GOAL
Rewrite the lines from the one containing "Please mark the region of every instance of the bollard." through the one containing "[[[140,152],[140,148],[137,148],[137,152]]]", changing "bollard" to "short post" and keeping everything else the same.

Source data
==========
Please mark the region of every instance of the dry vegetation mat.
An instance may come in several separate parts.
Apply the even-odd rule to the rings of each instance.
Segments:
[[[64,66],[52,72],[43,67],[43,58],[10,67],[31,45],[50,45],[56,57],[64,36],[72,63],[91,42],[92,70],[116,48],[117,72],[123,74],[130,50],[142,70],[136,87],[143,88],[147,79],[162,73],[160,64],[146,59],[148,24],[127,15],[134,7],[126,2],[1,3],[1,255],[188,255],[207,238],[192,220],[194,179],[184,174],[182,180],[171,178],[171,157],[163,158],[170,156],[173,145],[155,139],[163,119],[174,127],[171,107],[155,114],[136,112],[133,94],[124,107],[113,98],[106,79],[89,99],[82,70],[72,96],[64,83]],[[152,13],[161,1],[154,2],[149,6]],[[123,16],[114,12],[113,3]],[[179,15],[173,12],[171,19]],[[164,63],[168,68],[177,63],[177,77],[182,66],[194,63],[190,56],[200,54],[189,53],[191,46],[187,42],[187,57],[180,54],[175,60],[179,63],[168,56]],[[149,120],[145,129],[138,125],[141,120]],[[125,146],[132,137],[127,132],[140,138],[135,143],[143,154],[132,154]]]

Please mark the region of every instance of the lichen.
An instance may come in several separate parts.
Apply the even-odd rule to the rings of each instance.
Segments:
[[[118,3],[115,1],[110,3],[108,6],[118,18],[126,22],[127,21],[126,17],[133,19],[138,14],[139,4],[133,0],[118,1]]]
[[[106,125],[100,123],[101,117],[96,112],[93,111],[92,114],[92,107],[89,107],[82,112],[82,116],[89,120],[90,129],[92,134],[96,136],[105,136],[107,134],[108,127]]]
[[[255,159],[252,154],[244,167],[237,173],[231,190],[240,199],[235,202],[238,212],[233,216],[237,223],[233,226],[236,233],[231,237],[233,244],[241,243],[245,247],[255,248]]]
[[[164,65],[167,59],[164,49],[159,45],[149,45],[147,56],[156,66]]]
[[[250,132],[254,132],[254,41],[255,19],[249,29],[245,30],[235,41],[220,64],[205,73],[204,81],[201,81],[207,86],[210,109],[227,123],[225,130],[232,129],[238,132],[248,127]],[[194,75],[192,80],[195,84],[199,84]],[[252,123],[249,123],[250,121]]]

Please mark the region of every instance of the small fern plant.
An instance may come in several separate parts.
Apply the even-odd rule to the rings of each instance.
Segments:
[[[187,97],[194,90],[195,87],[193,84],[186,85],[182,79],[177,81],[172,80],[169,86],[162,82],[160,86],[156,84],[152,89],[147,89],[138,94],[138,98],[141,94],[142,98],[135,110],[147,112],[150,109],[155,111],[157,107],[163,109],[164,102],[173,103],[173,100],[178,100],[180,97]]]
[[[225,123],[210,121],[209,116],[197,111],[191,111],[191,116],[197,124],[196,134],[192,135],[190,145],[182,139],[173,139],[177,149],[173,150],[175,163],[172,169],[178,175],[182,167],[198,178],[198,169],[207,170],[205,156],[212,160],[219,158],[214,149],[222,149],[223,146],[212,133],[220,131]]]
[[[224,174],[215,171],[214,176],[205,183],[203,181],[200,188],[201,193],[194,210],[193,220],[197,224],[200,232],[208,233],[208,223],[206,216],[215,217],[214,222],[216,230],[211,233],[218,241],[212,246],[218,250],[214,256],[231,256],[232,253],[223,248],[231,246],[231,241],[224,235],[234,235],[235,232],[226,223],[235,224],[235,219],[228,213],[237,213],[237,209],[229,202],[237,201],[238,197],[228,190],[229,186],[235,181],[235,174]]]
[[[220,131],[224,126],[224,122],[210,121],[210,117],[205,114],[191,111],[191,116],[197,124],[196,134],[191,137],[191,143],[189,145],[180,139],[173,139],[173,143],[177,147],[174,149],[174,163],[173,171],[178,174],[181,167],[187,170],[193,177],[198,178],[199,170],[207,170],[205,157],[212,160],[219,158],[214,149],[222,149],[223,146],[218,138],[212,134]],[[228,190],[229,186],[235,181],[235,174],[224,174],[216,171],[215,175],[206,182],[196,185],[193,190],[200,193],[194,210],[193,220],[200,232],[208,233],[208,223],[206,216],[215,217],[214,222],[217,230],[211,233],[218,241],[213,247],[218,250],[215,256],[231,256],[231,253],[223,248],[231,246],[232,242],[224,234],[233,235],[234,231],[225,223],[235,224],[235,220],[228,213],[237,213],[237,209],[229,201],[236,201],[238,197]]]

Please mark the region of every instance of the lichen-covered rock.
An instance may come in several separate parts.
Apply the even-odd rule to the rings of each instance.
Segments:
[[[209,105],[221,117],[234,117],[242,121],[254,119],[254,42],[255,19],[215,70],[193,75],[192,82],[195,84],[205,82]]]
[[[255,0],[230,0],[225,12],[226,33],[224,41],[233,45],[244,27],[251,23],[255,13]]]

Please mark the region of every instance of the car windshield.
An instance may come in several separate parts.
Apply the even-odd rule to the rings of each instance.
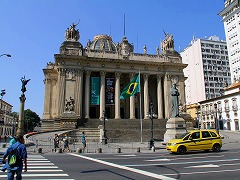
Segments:
[[[187,136],[188,134],[189,134],[189,132],[186,132],[186,133],[184,133],[184,134],[179,134],[179,135],[176,136],[176,139],[182,139],[182,138],[184,138],[185,136]]]

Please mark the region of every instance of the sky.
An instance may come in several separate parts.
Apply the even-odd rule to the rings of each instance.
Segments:
[[[155,54],[165,36],[174,37],[175,50],[185,49],[193,39],[212,35],[225,40],[218,13],[224,0],[0,0],[0,89],[3,100],[19,112],[21,78],[31,79],[25,92],[25,109],[40,117],[44,104],[43,69],[54,62],[70,24],[78,24],[80,43],[98,34],[121,42],[125,35],[134,52]]]

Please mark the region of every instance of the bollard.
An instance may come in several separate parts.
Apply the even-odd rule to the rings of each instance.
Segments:
[[[81,148],[77,148],[77,153],[82,153],[82,149]]]
[[[140,152],[140,148],[137,148],[137,152]]]
[[[121,148],[117,148],[117,153],[121,153]]]
[[[38,153],[42,153],[42,148],[38,148]]]
[[[62,153],[62,148],[58,148],[57,153]]]
[[[98,149],[97,149],[97,152],[98,152],[98,153],[102,153],[102,148],[98,148]]]
[[[155,146],[152,147],[152,152],[155,152]]]

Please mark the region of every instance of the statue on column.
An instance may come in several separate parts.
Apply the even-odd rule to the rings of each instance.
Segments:
[[[176,84],[174,83],[171,88],[171,96],[172,96],[172,117],[180,117],[179,116],[179,96],[178,89],[176,88]]]
[[[24,94],[27,91],[26,85],[27,85],[28,81],[30,81],[30,79],[26,80],[26,78],[24,76],[24,77],[21,78],[21,81],[22,81],[22,89],[21,89],[21,91]]]

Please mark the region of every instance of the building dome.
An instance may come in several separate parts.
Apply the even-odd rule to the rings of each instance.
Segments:
[[[117,47],[108,35],[97,35],[89,42],[90,50],[117,52]]]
==========
SOLUTION TO THIS PROBLEM
Please mark the region of every instance of the short post.
An instance may come in several separate parts.
Apply the even-odd rule to the rings of each instance.
Segments:
[[[81,148],[77,148],[77,153],[82,153],[82,149]]]
[[[140,152],[140,148],[137,148],[137,152]]]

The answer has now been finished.